Prompt: From the top of the records below down to the line containing "TARGET = stone building", reproduce every line exactly.
----- Task inputs
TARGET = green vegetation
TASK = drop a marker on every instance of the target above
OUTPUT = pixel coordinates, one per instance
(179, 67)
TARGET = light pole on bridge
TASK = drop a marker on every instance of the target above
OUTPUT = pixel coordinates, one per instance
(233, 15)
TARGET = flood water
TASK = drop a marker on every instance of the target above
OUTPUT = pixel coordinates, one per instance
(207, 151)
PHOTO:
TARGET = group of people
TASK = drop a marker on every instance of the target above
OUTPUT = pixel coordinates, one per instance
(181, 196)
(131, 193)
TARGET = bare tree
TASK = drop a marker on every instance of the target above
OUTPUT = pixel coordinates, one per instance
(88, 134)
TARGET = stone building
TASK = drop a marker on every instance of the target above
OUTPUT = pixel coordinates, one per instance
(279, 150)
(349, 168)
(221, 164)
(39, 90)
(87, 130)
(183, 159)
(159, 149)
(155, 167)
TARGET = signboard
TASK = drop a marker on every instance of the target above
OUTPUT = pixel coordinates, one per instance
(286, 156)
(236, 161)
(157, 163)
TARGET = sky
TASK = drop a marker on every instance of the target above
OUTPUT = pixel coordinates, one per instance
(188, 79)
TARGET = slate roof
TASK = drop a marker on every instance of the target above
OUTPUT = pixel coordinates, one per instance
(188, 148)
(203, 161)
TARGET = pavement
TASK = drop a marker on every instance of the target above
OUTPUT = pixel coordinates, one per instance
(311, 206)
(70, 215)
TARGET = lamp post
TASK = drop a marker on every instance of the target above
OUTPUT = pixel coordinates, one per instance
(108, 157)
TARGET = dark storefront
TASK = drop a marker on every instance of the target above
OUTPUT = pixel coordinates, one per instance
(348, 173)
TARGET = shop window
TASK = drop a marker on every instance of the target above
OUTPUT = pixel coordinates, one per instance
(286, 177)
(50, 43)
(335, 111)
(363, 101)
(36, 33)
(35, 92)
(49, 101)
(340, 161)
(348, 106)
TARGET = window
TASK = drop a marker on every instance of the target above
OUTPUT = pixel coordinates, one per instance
----------
Response to this exercise:
TARGET = green vegetation
TASK = drop a marker on every instance of the target above
OUTPUT = pixel coordinates, one per instance
(179, 67)
TARGET = light pole on bridge
TASK = drop a marker on every instance of the target above
OUTPUT = pixel coordinates, one per instance
(233, 15)
TARGET = flood water
TASK = drop a marker on every instance of the target above
OUTPUT = pixel coordinates, one per instance
(207, 151)
PHOTO:
TARGET = group of people
TASK = drop a marker on every instance of the target above
OUTPUT = pixel coordinates, one per instance
(181, 196)
(131, 193)
TARGET = bare tree
TASK = drop a marker on every instance of the target above
OUTPUT = pixel coordinates, one per instance
(88, 134)
TARGET = stone building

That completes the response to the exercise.